Problem to solve ▸
Reproduce every line of the records below word for word, leaving out the pictures.

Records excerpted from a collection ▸
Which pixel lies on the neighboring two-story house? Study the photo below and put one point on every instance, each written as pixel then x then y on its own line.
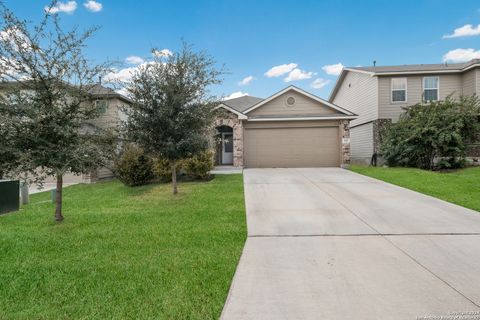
pixel 379 95
pixel 110 104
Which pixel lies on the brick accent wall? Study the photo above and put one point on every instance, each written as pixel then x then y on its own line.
pixel 232 121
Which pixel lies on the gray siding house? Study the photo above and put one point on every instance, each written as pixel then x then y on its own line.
pixel 379 95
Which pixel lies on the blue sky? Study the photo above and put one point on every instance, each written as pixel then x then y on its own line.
pixel 252 37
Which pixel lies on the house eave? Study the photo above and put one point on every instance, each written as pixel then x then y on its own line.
pixel 298 90
pixel 303 118
pixel 240 115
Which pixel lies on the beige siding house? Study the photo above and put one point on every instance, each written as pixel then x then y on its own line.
pixel 292 128
pixel 111 105
pixel 379 95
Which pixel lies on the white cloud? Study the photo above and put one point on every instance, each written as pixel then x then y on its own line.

Written reply ▸
Which pixel lies on the neighboring two-story house? Study the photo below and put one point on every instance, each written as pixel then x then y on its own line.
pixel 379 95
pixel 110 104
Which pixel lies on the brick accent wall? Study the photo above and put one point on every instance, each written as pixel then x then y on its own line.
pixel 232 121
Which pixel lies on the gray siding house? Study the photo above and put one point on every instance, each written as pixel then x then y on its own line.
pixel 379 95
Which pixel lies on the blue sky? Study the photo above and put one point on every instance, each written as pixel then x then y on its own line.
pixel 252 37
Which pixel lies on the house eave? Study the photo above and put one point on every instance, each written as pixel then x then y on its own line.
pixel 298 90
pixel 303 118
pixel 240 115
Which pixel lies on the beige siding house? Study the photo above and put one point on every instance, each written as pixel then x then y on its own line.
pixel 292 128
pixel 111 105
pixel 379 95
Which pixel lies on the white cloud? Study the photo above and put one point on every instance, each written as pixel then x then y on its own line.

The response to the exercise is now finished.